--- Set task ---
Please quote only the lines that start at the one with "Where can you see the red" and go on to the last line of the data, both ends kept.

** BEGIN **

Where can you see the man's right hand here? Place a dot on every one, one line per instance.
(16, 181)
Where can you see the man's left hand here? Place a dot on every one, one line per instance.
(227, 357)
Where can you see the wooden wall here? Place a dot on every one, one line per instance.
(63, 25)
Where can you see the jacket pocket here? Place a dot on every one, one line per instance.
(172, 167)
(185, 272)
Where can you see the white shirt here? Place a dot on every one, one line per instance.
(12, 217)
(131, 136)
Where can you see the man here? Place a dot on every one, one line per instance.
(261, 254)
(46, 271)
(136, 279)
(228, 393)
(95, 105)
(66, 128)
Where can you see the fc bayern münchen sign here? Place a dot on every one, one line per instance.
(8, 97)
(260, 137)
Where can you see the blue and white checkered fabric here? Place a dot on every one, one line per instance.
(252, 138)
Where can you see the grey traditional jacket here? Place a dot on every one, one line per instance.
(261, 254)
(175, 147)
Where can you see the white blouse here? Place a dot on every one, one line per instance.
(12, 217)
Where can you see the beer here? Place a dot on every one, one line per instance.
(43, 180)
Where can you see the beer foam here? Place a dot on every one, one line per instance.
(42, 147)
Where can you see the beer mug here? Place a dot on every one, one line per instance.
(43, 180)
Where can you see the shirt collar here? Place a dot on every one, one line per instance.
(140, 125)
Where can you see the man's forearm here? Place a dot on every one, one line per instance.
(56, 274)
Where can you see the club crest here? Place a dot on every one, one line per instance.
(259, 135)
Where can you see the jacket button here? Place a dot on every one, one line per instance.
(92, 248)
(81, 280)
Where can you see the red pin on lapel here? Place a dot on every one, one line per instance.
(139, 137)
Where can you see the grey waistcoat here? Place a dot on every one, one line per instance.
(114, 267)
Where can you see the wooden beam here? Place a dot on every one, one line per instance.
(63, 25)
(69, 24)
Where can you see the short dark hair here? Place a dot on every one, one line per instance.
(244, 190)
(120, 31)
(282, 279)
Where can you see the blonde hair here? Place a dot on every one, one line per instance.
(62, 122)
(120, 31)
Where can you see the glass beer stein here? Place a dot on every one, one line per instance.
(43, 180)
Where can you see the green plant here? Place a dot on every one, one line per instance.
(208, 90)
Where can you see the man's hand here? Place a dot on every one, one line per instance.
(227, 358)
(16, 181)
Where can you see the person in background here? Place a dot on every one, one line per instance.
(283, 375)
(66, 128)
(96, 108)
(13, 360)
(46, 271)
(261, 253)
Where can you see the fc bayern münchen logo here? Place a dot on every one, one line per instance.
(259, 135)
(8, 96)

** END **

--- The solution ---
Where can you see the red pin on lapel here? Place a dot on every one, one line per instance.
(139, 137)
Where can you see the grey waistcoat here? Place a dot on every one, one line per instance.
(114, 267)
Where can you see the wooden beam here? Place a dot on every one, one line per instance.
(63, 25)
(69, 24)
Where can you see the short dark hair here? Place a dot on every one, one line per instance.
(244, 190)
(120, 31)
(282, 279)
Where can you see the blonde hair here? Place a dot on every one, one line per instance.
(62, 122)
(120, 31)
Where can you see the glass beer stein here? Place a dot on every one, one line per instance.
(43, 180)
Where can you see the green plant here? Place a dot on every one, one line per instance.
(208, 90)
Where can you see the man's hand here? Place a dot on every one, one line per instance.
(227, 358)
(16, 181)
Where can you see the person in background here? Place a dot on every one, one line per instance.
(283, 375)
(66, 128)
(96, 108)
(13, 360)
(46, 271)
(261, 253)
Where can you see the fc bayern münchen logo here? Place a dot on every one, one line per instance.
(259, 135)
(8, 96)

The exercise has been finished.